***** EXTRACT *****

I'm absolutely certain my appeal helped in that

I can pretty much guarantee it didn't. The waiting list must be ordered according to the school's oversubscription criteria. They can't bump you up the list due to an appeal. If they did they were in breach of the Admissions Code and whoever should have had the place would win an appeal if they found out.

Marvelboys · 03/05/2019 16:39

prh45bridge can I ask a question? The school that ds applied to like most, five priority to siblings. This year most places went straight to siblings meaning a much shorter than usual cut off distance.

The admission criteria on the school website says 'older sibling must still be in attendance in September 2019'

However, I asked the LA how admissions criteria had been applied this year, they wrote to me and told me 'older sibling in attendance at the time admission was sought'

Don't they mean different things? The appeal panel seemed to think it was inadmissible.

I'm fairly sure children have been offered where siblings were in year 11.

*****

PROBLEM 1 —
Reproduce word for word everything in the entries from the line containing "Reviewer note: check that each instance of the pink" down to the line containing "[[508, 202]]", including both of those lines.

***** ENTRIES SHOWN *****

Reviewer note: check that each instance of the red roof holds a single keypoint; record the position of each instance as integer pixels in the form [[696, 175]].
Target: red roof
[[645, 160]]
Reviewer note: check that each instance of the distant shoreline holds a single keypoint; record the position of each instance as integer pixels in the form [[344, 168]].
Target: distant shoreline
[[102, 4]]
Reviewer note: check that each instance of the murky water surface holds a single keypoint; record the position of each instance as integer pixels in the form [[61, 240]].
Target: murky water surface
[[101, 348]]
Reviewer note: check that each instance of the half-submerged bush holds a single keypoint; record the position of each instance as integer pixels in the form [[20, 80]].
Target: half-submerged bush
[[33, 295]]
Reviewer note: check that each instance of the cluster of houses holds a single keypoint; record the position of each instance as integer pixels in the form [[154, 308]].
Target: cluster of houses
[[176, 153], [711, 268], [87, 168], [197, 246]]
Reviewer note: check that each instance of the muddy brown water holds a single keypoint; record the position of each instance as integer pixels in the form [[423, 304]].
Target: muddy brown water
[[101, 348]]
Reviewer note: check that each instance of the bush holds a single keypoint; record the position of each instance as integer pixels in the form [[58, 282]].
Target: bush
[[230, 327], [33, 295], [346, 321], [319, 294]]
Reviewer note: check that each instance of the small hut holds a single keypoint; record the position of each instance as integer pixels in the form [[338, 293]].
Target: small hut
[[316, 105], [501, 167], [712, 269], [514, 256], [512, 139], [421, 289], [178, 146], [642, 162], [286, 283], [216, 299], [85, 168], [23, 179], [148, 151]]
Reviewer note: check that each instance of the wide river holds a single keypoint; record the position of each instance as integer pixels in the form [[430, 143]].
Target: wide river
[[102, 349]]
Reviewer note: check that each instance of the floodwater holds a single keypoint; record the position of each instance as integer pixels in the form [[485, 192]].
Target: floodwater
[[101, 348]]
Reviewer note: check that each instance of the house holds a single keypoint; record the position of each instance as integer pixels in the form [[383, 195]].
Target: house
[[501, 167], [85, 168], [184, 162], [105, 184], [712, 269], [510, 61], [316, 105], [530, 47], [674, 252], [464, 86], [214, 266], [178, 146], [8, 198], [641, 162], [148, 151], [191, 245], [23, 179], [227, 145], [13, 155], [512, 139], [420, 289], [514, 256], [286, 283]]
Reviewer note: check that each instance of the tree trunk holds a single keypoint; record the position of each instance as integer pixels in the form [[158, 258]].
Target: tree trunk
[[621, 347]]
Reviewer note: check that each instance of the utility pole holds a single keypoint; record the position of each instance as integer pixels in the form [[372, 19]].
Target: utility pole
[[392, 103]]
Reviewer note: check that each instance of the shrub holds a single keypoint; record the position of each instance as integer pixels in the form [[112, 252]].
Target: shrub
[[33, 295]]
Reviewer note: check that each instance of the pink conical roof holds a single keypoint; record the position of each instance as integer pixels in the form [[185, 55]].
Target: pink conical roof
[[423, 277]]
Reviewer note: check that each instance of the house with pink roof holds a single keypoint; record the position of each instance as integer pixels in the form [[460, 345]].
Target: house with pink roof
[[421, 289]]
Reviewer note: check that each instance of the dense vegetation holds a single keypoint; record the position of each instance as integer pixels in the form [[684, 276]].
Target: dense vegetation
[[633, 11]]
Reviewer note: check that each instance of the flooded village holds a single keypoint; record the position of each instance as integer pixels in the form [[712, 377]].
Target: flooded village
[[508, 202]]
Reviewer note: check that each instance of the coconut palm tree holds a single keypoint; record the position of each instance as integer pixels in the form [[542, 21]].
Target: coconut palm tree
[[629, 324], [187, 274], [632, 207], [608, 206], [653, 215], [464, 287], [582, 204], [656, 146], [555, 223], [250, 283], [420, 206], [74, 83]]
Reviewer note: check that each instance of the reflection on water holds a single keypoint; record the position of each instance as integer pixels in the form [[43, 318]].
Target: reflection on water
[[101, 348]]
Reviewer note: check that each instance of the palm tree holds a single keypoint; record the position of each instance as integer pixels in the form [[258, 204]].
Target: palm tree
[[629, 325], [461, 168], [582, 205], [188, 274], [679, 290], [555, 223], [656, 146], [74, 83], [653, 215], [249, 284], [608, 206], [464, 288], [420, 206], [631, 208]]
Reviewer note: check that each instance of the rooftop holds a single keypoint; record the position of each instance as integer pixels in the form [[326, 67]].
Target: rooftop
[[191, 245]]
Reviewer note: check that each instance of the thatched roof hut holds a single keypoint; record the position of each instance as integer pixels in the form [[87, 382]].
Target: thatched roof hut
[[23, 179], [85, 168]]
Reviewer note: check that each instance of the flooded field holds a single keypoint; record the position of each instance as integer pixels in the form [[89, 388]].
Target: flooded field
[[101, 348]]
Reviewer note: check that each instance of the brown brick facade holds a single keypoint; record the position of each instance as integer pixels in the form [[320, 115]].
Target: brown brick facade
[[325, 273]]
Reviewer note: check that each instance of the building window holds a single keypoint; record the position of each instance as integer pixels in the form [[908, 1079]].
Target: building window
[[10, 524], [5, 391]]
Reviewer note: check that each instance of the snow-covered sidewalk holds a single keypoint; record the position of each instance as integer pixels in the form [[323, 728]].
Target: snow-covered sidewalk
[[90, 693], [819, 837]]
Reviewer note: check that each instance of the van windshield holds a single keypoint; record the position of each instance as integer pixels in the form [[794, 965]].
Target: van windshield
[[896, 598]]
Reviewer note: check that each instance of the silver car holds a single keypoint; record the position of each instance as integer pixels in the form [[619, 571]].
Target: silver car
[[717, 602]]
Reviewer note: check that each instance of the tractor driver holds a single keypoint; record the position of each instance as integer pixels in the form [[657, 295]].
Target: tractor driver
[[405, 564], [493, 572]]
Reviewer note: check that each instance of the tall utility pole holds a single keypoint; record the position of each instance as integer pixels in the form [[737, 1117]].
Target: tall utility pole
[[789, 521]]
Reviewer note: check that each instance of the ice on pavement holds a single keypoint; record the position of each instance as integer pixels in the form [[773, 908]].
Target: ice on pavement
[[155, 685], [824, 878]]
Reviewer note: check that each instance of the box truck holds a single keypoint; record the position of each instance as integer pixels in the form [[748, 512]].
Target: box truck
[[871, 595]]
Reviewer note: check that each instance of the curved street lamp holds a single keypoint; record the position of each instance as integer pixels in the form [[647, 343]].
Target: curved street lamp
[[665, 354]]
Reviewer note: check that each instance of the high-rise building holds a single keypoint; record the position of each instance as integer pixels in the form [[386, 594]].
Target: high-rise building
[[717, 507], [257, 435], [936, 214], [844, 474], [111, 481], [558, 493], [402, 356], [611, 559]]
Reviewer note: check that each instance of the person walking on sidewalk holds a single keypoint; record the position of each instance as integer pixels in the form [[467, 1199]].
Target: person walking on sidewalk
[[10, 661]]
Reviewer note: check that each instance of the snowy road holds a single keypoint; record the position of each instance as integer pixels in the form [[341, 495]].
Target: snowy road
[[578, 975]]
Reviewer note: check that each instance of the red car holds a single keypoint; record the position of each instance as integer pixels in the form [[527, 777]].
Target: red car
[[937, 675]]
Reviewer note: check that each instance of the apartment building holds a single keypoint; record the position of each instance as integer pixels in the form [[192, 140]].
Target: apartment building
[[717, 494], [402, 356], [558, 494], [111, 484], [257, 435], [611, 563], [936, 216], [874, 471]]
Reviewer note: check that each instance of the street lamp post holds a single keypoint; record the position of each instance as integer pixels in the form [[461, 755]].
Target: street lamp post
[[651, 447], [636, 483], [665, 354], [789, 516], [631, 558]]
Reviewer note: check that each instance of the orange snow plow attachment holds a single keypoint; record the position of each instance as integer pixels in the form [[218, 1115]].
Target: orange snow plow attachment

*****

PROBLEM 2 —
Quote everything in the school admissions thread from "prh45bridge can I" down to "cut off distance.".

EXERCISE RESPONSE 1 —
Reviewer note: check that each instance of the pink conical roof holds a single keypoint; record the position of each instance as integer pixels in the form [[185, 55]].
Target: pink conical roof
[[423, 277]]
Reviewer note: check that each instance of the house with pink roof holds a single keypoint; record the position of each instance as integer pixels in the form [[460, 345]].
Target: house with pink roof
[[421, 289]]
Reviewer note: check that each instance of the dense vegetation holds a single keypoint; record the position of each instance as integer pixels in the form [[684, 276]].
Target: dense vegetation
[[633, 11]]
Reviewer note: check that each instance of the flooded village holds a single keypoint; record the position of each instance as integer pixels in the form [[712, 377]].
Target: flooded village
[[508, 202]]

EXERCISE RESPONSE 2 —
prh45bridge can I ask a question? The school that ds applied to like most, five priority to siblings. This year most places went straight to siblings meaning a much shorter than usual cut off distance.